_Work to complete_.
A. In the review of the LLM writing-drift paper, how many human authors and documents make up the released longitudinal dataset?
B. Continue the review of the LLM writing-drift paper from the point where it stops.

_Text provided_.

"""

The core result is that LLMs generate text with less semantic and cognitive-emotional change across years than human authors do, even when fed prior history, and simple drift-plus-variance features from those trajectories separate the two at 94% accuracy and 98% ROC-AUC. They also release a 12-year, 412-author, three-domain corpus that looks like a practical resource for anyone tracking style evolution. That combination of new data and a clean stateless-versus-history-conditioned comparison is the useful part. The flattening holds across academic, blog, and news text, which gives the claim some breadth. The authors treat the gap as a property of current training and inference setups rather than a fixable prompt issue, and the numbers line up internally. What is actually new is the longitudinal scale plus the predictive use of the variability signatures themselves. Prior work on style consistency or repetition mostly looked at short windows or single domains; this one tracks real multi-year human trajectories and shows the LLM versions stay flatter on the same axes. The dataset release and the persistence under history conditioning are the parts that could be cited or reused. The soft spot is the metric layer. The separation depends on semantic, lexical, and cognitive-emotional representations whose drift definitions are not fully spelled out in the abstract, and the stress-test concern about embedding or domain-sampling artifacts is reasonable. If the chosen embeddings already cluster LLM outputs differently because of training-data distribution rather than because trajectories are flatter, the classifier could succeed without the claimed temporal mechanism being the driver. Domain balance across the 412 authors and any post-hoc threshold choices on the drift metrics would need explicit checks. The lexical-diversity increase alongside reduced semantic drift is interesting but could be an artifact of how the three representations were chosen. This is worth a serious referee for groups building synthetic longitudinal data or studying long-context modeling. The dataset alone makes it refereeable even if the metric validation needs tightening. I would bring it to a reading group to see the full methods and ablations, but I would not cite the accuracy number until the artifact checks are in place.

Referee Report

2 major / 2 minor

Summary. The manuscript constructs and releases a longitudinal dataset of 412 human authors and 6,086 documents (2012-2024) across academic abstracts, blogs, and news. It generates matching trajectories from three LLMs under independent and history-conditioned settings, then applies drift and variance-based metrics over semantic, lexical, and cognitive-emotional representations. The central finding is temporal flattening in LLM output: greater lexical diversity but substantially reduced semantic and cognitive-emotional drift relative to humans. These patterns alone yield 94% accuracy and 98% ROC-AUC in distinguishing human from LLM trajectories, persisting across generation conditions.

Significance. If the separation is robust to representation choices and domain controls, the work supplies quantitative evidence that current stateless or short-context LLM deployment paradigms cannot reproduce the longitudinal evolution characteristic of human writing. This has direct consequences for synthetic training data, author-style modeling, and longitudinal NLP tasks. The public dataset release is a clear strength that supports reproducibility and follow-on work.

major comments (2)

[Methods] Methods section: The drift and variance metrics are applied to three representation families, yet no ablation is reported on alternative embeddings or on explicit domain-balance controls across the 412-author corpus. If the reduced semantic/cognitive drift is partly an artifact of how the chosen embeddings encode LLM outputs (rather than genuine flattening), the 94% classification accuracy would not establish the claimed temporal property. This is load-bearing for the headline result.

"""

Dataset entries:
"""

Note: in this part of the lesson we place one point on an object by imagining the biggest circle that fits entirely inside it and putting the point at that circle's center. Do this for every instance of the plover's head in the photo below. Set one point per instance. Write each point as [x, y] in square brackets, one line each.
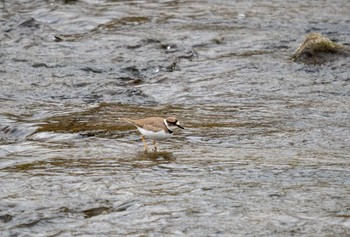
[173, 122]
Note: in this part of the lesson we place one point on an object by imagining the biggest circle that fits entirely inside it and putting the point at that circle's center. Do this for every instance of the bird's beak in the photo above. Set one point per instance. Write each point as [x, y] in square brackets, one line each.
[178, 124]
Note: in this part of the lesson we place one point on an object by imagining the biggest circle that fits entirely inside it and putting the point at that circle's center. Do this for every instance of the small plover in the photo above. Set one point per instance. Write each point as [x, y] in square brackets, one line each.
[155, 128]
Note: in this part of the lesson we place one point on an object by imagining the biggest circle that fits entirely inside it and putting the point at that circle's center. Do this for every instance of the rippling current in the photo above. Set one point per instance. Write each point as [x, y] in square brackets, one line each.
[265, 150]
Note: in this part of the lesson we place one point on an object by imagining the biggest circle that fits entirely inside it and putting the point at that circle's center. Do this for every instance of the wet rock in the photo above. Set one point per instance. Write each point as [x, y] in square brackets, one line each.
[317, 49]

"""

_Results for the exercise_.
A. 412 human authors and 6,086 documents.

B.
[Results] Results section (classification experiments): The abstract states that temporal variability patterns achieve 94% accuracy and 98% ROC-AUC, but it is unclear whether the drift/variance thresholds were pre-specified before seeing the data or tuned afterward. If the latter, the separation may be inflated; explicit reporting of pre-registration or nested cross-validation is required to confirm the metric is not post-hoc.

minor comments (2)

[Abstract] Abstract: The claim of persistence 'regardless of whether LLMs generate independently or with access to incremental history' should be accompanied by a brief quantitative statement of the accuracy drop (or lack thereof) under the history-conditioned condition.
[Dataset Construction] Dataset description: Provide a table or paragraph confirming the number of documents per domain and per author to allow readers to assess balance.

Simulated Author's Rebuttal

2 responses · 0 unresolved

We thank the referee for the constructive and detailed review, as well as for recognizing the potential significance of the temporal flattening findings and the value of the released dataset. We address each major comment below and will revise the manuscript accordingly to strengthen the claims.

read point-by-point responses

Referee: [Methods] Methods section: The drift and variance metrics are applied to three representation families, yet no ablation is reported on alternative embeddings or on explicit domain-balance controls across the 412-author corpus. If the reduced semantic/cognitive drift is partly an artifact of how the chosen embeddings encode LLM outputs (rather than genuine flattening), the 94% classification accuracy would not establish the claimed temporal property. This is load-bearing for the headline result.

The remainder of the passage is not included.